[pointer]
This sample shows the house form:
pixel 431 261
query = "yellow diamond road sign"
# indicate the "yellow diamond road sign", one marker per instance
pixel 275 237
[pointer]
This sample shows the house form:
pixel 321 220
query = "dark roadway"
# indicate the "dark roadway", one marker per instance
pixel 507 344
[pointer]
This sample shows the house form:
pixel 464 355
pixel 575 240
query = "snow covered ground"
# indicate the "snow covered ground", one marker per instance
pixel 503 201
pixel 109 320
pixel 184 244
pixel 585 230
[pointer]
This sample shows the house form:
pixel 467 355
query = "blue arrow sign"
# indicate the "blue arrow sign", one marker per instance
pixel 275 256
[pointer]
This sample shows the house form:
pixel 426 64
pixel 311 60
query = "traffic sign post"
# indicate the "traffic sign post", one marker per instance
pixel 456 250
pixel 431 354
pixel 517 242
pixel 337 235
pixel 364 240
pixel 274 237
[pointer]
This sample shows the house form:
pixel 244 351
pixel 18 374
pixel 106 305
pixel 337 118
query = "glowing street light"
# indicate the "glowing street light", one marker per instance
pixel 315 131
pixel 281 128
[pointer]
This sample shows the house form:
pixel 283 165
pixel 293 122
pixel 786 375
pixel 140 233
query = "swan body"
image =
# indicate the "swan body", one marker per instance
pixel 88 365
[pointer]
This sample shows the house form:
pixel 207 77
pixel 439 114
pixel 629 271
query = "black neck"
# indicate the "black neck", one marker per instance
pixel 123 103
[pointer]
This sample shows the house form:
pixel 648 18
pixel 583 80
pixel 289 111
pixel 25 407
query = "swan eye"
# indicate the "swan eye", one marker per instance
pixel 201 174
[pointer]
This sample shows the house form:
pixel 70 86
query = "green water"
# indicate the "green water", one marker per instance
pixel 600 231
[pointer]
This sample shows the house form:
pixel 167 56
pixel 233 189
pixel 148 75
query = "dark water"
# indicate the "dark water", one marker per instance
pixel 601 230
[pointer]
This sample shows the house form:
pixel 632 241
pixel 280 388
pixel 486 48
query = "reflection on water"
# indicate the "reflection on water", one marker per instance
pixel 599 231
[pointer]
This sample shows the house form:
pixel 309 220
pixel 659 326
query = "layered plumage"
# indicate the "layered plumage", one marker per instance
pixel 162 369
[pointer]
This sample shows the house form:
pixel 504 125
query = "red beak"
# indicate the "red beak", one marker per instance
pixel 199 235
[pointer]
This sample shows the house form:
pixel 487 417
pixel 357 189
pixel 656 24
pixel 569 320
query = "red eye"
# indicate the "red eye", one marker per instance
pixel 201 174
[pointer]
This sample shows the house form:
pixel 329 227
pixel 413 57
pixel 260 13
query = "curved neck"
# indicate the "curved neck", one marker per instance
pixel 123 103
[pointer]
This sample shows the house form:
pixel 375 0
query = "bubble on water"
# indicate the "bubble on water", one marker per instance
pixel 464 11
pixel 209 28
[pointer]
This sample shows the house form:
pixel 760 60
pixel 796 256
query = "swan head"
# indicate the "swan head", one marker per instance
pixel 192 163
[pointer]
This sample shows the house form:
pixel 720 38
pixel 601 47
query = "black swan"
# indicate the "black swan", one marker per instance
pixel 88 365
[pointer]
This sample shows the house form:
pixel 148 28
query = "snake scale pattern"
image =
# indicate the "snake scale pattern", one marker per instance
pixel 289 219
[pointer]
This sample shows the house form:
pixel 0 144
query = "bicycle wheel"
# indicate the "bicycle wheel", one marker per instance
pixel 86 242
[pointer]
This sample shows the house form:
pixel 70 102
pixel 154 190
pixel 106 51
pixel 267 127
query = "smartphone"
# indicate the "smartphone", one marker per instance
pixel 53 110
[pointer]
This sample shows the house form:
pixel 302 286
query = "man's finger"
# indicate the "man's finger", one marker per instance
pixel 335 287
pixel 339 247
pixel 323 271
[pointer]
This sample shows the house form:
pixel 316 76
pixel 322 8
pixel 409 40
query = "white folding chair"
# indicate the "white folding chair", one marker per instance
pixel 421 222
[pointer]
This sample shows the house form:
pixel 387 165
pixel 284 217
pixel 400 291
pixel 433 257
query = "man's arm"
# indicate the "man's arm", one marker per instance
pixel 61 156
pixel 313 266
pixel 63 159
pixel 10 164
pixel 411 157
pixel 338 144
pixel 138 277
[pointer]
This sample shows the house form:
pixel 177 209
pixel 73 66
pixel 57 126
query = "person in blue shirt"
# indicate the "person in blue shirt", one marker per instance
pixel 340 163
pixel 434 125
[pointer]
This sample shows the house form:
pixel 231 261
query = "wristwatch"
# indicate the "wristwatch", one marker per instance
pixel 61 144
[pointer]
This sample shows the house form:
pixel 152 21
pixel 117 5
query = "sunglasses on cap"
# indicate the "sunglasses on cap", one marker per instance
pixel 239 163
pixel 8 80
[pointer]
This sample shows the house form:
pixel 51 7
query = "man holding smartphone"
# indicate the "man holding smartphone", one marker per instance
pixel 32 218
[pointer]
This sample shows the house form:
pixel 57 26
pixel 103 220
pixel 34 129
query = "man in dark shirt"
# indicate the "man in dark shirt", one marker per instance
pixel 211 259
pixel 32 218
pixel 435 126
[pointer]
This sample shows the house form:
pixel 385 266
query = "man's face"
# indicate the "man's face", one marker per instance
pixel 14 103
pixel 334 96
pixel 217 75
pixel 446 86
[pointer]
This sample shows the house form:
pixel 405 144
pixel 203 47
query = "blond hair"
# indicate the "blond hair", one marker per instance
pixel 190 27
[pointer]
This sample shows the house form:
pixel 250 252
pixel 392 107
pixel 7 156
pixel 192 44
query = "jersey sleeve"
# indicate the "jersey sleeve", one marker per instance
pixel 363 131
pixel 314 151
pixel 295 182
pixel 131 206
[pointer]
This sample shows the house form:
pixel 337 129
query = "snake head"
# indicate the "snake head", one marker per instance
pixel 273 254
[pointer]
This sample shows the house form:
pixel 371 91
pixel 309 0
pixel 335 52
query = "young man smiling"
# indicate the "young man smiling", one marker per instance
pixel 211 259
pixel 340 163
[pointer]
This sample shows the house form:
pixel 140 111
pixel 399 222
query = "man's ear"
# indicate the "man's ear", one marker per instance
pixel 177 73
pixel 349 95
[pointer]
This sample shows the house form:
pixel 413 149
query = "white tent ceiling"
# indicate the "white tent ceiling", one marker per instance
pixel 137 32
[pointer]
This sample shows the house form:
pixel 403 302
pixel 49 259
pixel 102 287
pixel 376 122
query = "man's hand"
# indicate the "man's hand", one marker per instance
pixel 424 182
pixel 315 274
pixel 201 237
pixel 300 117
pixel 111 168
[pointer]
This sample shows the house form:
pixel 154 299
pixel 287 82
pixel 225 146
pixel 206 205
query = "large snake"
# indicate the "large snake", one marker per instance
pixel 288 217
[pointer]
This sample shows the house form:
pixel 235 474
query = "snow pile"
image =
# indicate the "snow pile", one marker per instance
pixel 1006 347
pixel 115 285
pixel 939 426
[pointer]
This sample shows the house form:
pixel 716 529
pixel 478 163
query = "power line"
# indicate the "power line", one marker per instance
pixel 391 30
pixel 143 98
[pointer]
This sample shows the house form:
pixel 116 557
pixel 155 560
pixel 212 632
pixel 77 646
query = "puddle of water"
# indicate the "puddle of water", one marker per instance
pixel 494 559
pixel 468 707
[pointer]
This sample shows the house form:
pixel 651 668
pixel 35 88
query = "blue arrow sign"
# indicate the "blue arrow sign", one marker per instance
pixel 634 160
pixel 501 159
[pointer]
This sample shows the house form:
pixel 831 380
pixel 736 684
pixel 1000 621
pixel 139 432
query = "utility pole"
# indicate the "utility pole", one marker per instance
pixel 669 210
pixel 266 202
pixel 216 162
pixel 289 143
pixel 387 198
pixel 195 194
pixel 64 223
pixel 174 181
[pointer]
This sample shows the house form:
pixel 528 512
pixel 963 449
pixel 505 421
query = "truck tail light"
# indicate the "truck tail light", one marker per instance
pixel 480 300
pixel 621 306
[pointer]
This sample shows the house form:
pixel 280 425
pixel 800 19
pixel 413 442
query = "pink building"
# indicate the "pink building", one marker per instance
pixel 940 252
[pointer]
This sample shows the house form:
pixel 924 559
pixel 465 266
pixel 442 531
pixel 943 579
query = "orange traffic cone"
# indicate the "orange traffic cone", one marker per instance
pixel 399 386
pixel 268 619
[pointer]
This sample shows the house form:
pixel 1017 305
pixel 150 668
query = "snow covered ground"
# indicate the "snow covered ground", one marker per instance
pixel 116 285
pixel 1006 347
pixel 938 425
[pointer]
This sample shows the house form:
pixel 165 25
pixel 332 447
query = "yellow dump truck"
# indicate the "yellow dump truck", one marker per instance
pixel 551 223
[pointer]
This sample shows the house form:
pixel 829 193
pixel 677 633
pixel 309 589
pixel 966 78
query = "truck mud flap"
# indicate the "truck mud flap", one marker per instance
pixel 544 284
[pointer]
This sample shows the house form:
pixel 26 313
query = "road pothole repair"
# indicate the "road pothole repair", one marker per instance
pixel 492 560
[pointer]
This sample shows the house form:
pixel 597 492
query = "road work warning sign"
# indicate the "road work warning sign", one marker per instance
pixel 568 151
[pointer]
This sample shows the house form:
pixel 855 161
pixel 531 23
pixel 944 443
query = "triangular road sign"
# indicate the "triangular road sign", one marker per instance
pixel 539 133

_ _ _ _ _

* Request *
Rewrite the entries from the very beginning through the line containing "pixel 600 231", inclusive, with "house form" changed to "standard format" and nothing else altered.

* Exercise solution *
[pointer]
This sample shows the standard format:
pixel 431 261
query = "yellow diamond road sign"
# indicate the "yellow diamond road sign", one marker per instance
pixel 275 237
[pointer]
This sample shows the standard format:
pixel 321 220
query = "dark roadway"
# indicate the "dark roadway", one marker per instance
pixel 507 344
[pointer]
This sample shows the standard format:
pixel 464 355
pixel 575 240
query = "snow covered ground"
# indicate the "snow covered ground", one marker per instance
pixel 503 201
pixel 109 320
pixel 184 244
pixel 585 230
[pointer]
This sample shows the standard format:
pixel 467 355
query = "blue arrow sign"
# indicate the "blue arrow sign", one marker per instance
pixel 275 256
[pointer]
This sample shows the standard format:
pixel 426 64
pixel 311 60
query = "traffic sign post"
# indicate the "traffic sign post", one marker per instance
pixel 456 250
pixel 431 354
pixel 517 242
pixel 337 235
pixel 364 240
pixel 274 237
[pointer]
This sample shows the standard format:
pixel 244 351
pixel 18 374
pixel 106 305
pixel 337 118
query = "glowing street light"
# indicate the "glowing street light", one marker per instance
pixel 315 131
pixel 281 128
[pointer]
This sample shows the standard format:
pixel 283 165
pixel 293 122
pixel 786 375
pixel 140 233
query = "swan body"
image =
# indicate the "swan body", one marker per instance
pixel 88 365
[pointer]
This sample shows the standard format:
pixel 207 77
pixel 439 114
pixel 629 271
query = "black neck"
# indicate the "black neck", one marker per instance
pixel 123 103
[pointer]
This sample shows the standard format:
pixel 648 18
pixel 583 80
pixel 289 111
pixel 25 407
query = "swan eye"
# indicate the "swan eye", one marker per instance
pixel 201 174
[pointer]
This sample shows the standard format:
pixel 70 86
query = "green water"
# indicate the "green water", one marker per instance
pixel 600 231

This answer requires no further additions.